Aim of the exercise: Copy every line below where the string "hedge" is found.

::::

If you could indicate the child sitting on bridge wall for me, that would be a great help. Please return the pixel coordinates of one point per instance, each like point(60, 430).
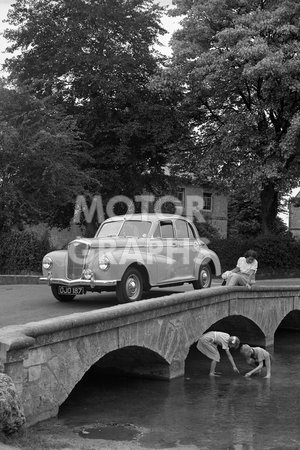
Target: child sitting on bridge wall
point(208, 345)
point(257, 357)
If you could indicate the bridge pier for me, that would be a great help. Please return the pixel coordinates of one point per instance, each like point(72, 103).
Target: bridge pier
point(269, 341)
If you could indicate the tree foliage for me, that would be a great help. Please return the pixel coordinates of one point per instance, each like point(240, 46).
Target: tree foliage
point(41, 154)
point(239, 66)
point(96, 58)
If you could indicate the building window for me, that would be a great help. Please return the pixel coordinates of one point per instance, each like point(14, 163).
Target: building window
point(207, 201)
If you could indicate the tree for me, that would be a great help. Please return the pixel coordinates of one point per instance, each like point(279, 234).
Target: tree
point(239, 63)
point(41, 154)
point(96, 59)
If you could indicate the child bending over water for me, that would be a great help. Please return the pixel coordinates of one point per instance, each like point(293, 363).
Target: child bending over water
point(257, 357)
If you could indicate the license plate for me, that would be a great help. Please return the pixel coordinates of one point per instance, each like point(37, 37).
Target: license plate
point(70, 290)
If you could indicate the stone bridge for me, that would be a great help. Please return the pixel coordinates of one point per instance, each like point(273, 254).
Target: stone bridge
point(46, 359)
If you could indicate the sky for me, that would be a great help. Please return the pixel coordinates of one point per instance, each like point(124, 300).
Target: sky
point(169, 23)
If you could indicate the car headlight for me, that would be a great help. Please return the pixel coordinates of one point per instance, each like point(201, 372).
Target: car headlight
point(104, 263)
point(47, 263)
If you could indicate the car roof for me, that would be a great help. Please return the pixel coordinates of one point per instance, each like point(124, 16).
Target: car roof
point(147, 216)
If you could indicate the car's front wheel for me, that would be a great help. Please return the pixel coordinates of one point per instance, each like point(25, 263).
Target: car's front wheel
point(60, 297)
point(204, 277)
point(130, 288)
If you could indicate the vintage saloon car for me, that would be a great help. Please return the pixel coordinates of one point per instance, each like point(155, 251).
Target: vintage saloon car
point(131, 254)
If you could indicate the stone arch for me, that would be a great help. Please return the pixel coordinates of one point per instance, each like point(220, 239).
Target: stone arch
point(237, 325)
point(135, 360)
point(291, 320)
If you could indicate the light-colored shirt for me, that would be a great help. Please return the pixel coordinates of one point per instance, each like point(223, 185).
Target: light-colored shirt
point(245, 267)
point(260, 354)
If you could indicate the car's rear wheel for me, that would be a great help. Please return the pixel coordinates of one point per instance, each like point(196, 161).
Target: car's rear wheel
point(59, 297)
point(130, 288)
point(204, 277)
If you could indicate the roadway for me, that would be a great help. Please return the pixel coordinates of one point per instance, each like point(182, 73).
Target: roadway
point(26, 303)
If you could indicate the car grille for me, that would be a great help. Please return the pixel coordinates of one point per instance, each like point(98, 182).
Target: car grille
point(77, 253)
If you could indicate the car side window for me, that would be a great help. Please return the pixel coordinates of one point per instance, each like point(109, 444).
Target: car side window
point(181, 229)
point(166, 229)
point(157, 233)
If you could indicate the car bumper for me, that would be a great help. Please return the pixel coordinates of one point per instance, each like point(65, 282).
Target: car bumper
point(79, 282)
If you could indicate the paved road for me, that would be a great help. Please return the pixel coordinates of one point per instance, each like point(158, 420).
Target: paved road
point(26, 303)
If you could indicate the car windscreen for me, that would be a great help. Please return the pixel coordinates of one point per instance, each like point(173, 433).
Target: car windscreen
point(128, 228)
point(109, 229)
point(135, 228)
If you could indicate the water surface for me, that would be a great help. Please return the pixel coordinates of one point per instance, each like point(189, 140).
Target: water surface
point(197, 411)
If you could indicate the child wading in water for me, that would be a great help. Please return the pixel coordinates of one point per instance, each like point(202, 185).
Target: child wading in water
point(257, 357)
point(208, 345)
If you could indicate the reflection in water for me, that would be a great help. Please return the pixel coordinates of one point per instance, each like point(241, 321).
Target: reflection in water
point(198, 411)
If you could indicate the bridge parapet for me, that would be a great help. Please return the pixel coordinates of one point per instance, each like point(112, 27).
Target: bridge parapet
point(46, 359)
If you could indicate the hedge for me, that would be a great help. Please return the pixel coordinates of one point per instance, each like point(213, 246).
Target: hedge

::::

Task result:
If you could indicate the hedge for me, that would be a great help. Please return the pixel coordinates of one point per instance, each like point(213, 246).
Target: hedge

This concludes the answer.